### ТЕКСТ
○ ○ ○ ○ ○
Заяц, возвращаясь с ночной жировки на лежку, обычно путает след, делая «двойки» и «сметки» (прыжки в сторону). В слове «сметка», широко употребительном в быту, скрыт опять-таки двойной смысл: метнуться (т. е. сделать резкий прыжок) и проявить сообразительность.
Великолепно выражение «набросить гончих», т. е. спустить их со смычков для гона зверя. Поскольку это проделывалось с лошадей, т. е. с известной высоты, и вызывало необходимую резкость и широту движений, смелость этого выражения вполне оправдана.
Большая наблюдательность проявлена старинными охотниками и в характеристиках отдельных подробностей ландшафта и тех или иных повадок животных.
Серебряный зимний день в поле, светлый, легкий снег, звериный след на снегу. Бросаются в глаза изящные короткие полоски: это зверь, вынимая лапу из следовой ямки и занося ее на следующий шаг, как бы выволакивает из ямки снег, ложащийся чертой.
Эта черта (полоска) называется выволокой.
Перед тем как ступить в снег — сделать шаг, — зверь прочерчивает новую, более длинную, полоску — поволоку (видимо, от глагола «волочить»).
И это слово тоже очень красиво: кто из нас, грешных, не любовался «поволокой» девичьих или женских глаз...
Очень и очень древне звучит слово «забереги» — полоса примерзшего к берегу льда, пробуждающее в памяти столь же старинное «замереки» (сумерки).
○ ○ ○ ○ ○
### ЗАДАНИЕ
Перепишите фрагмент текста: начните с места со словами «Большая наблюдательность проявлена» и остановитесь после слов «или женских глаз...». Слово «Серебряный» при этом замените на «Морозный». Данные к этому тексту отношения не имеют.
○ ○ ○ ○ ○
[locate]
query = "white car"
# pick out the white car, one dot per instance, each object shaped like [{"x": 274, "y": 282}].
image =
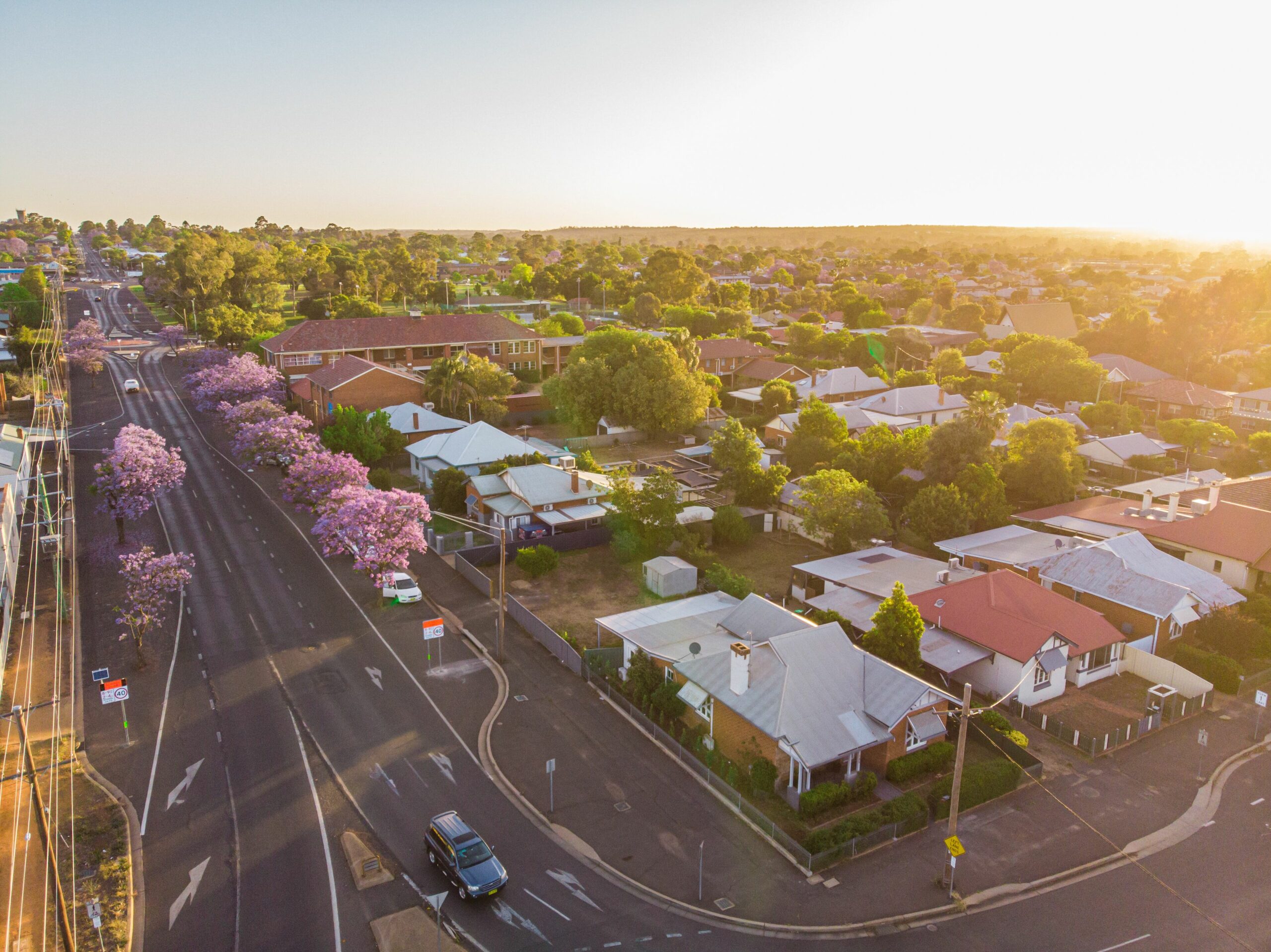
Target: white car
[{"x": 403, "y": 587}]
○ ○ ○ ○ ○
### РЕШЕНИЕ ЗАДАНИЯ
Большая наблюдательность проявлена старинными охотниками и в характеристиках отдельных подробностей ландшафта и тех или иных повадок животных.
Морозный зимний день в поле, светлый, легкий снег, звериный след на снегу. Бросаются в глаза изящные короткие полоски: это зверь, вынимая лапу из следовой ямки и занося ее на следующий шаг, как бы выволакивает из ямки снег, ложащийся чертой.
Эта черта (полоска) называется выволокой.
Перед тем как ступить в снег — сделать шаг, — зверь прочерчивает новую, более длинную, полоску — поволоку (видимо, от глагола «волочить»).
И это слово тоже очень красиво: кто из нас, грешных, не любовался «поволокой» девичьих или женских глаз...